:: Objective ::
Transcribe every line, keeping it exact.

________________________________________

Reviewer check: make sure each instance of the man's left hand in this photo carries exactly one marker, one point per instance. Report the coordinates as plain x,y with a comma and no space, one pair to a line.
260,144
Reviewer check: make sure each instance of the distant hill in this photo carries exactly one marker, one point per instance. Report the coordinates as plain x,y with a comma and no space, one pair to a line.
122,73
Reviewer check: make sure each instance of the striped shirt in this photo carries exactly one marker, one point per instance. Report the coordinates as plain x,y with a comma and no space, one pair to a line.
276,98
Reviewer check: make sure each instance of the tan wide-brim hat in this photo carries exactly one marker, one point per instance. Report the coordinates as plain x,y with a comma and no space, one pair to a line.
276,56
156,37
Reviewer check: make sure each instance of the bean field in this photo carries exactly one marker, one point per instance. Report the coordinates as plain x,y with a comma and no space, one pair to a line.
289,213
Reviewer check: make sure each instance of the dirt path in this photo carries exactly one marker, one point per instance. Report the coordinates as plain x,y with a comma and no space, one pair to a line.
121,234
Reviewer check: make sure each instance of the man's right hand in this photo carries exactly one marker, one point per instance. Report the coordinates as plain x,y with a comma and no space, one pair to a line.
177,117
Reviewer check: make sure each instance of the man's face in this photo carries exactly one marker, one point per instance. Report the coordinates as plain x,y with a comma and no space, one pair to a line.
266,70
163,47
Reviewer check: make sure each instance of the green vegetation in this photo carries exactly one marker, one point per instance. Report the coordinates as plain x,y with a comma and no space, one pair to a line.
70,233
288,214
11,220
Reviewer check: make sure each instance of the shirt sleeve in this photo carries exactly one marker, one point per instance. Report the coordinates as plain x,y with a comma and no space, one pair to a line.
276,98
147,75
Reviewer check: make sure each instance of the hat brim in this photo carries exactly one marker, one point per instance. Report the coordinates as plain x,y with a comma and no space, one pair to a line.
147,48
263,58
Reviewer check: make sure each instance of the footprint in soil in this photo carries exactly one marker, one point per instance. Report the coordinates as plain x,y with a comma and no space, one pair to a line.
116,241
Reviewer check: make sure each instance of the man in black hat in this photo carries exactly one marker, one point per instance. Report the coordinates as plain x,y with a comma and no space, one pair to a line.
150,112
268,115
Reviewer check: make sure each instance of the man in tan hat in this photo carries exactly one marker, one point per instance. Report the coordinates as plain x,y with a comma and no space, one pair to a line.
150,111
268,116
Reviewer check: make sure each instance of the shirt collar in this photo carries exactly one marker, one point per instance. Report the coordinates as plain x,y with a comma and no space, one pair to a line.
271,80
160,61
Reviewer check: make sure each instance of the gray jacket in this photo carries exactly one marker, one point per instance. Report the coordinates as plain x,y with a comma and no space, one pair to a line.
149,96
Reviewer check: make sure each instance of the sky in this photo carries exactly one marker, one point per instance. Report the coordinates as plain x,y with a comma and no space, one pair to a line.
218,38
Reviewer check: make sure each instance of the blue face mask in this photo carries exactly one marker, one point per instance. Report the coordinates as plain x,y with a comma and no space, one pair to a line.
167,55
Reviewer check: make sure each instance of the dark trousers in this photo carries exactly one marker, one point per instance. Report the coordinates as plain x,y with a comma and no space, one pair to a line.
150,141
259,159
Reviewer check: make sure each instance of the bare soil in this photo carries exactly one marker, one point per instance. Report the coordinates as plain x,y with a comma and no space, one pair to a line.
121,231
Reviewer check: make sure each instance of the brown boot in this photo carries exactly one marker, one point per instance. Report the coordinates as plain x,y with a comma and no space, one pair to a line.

________________________________________

:: The result ::
Reviewer check: make sure each instance of the man's left hand in this photo carries exactly one marker, one point per instance. Report the coordinates as plain x,y with a comma and no space, one pair to a line.
260,144
Reviewer check: make sure each instance of the distant hill in this photo carries exactly one marker, one point per instance. Report the coordinates as plain x,y with a comma and no space, one pair to a line.
122,73
Reviewer check: make sure each instance of the striped shirt in this photo carries exactly one marker, one point per instance. Report the coordinates as plain x,y with a comma and no space, one pair to a line.
276,98
Reviewer check: make sure each instance of the tan wide-brim hat in this photo carries exactly one marker, one point per instance. Report the coordinates as plain x,y with a comma and no space, one pair to a line.
276,56
156,37
Reviewer check: make sure each instance of the bean field in this photo carries exactly one marker, one point per instance. Report the coordinates as plain x,y with a comma and no space, one pair to a line.
289,213
Reviewer check: make sure each instance of the dirt path in this photo carries exactly one marker, one point per instance. Report the coordinates as plain x,y with a comma and no space, one pair to a line.
121,234
Reviewer check: make sure each instance of the man's right hand in this photo carries exactly one marker, one point per instance. Report the coordinates as plain x,y with a comma and no space, one pair to a line.
177,117
Reviewer check: make sure each instance of the man's face in this photo carries exactly one marker, one point per instance. Report the coordinates as plain x,y with a comma and no space, one pair to a line.
266,70
163,47
Reviewer check: make sure each instance of the green vegetation in this photo carries exactly one marker, one point per instance. Report the coordinates as plain x,y with a comma and no space, one pair to a line.
70,233
288,214
11,220
Reviewer check: make sure each instance of the shirt sleeve in this photo carries exactly one marker, one point per instance. Report the coordinates as plain x,y with a comma and no space, one pair to a line.
276,98
147,75
Reviewer check: make sure each instance of the hat brim in this photo carries exactly one marker, one point per instance. Report the coordinates as plain x,y with a comma and no space, one pair to a line.
147,48
263,58
Reviewer check: make sure each instance of the footprint in soil in this photo carries exactly one marker, one point per instance. Report the coordinates as plain x,y with a comma and no space, one pair to a line.
116,241
Reviewer check: make sure each instance of the man in black hat in this photo carries exactly one marker, one point per instance. Report the coordinates as plain x,y with a comma and no space, one pair to a line.
150,112
268,115
Reviewer check: make sure each instance of the man in tan hat in this photo carries exactly one marker, one point per instance. Report the coordinates as plain x,y with a comma and no space, one pair to a line.
150,111
268,116
Reviewer check: make sure each instance of the shirt collar in this photo carries exactly one marker, one point per instance. Report the coordinates as plain x,y with a comma and no space, one pair to a line.
271,80
160,61
Reviewer check: make sure each instance of the gray jacket in this photo carries exactly one marker, one point per instance. Report the coordinates as plain x,y with a comma and no space, one pair to a line.
149,96
Reviewer check: make sure each instance of the sky in this photo carries exactly one marker, one point per instance. Report the coordinates as plain x,y with a comma and no space, one pair to a line.
218,38
Reviewer check: make sure each instance of the blue face mask in this photo carries exactly one marker, one point per instance. Report the coordinates as plain x,y with a comma and no space, one pair to a line.
167,55
Reviewer check: make sure each instance of the dark trousers in this photo carries exactly one marker, one point per instance. Report the coordinates as plain x,y with a comma and no space, one pair to a line.
150,141
259,159
Reviewer check: make sure each instance of the bare soil in this photo carries exactly one marker, one point per instance. Report the coordinates as plain x,y with a comma and no space, one pair to a line.
121,231
Reviewer check: make sure each instance of the brown boot in this photo carries exactly one marker, one point per instance. Report the coordinates as plain x,y with a comma and no space, one pair to a line.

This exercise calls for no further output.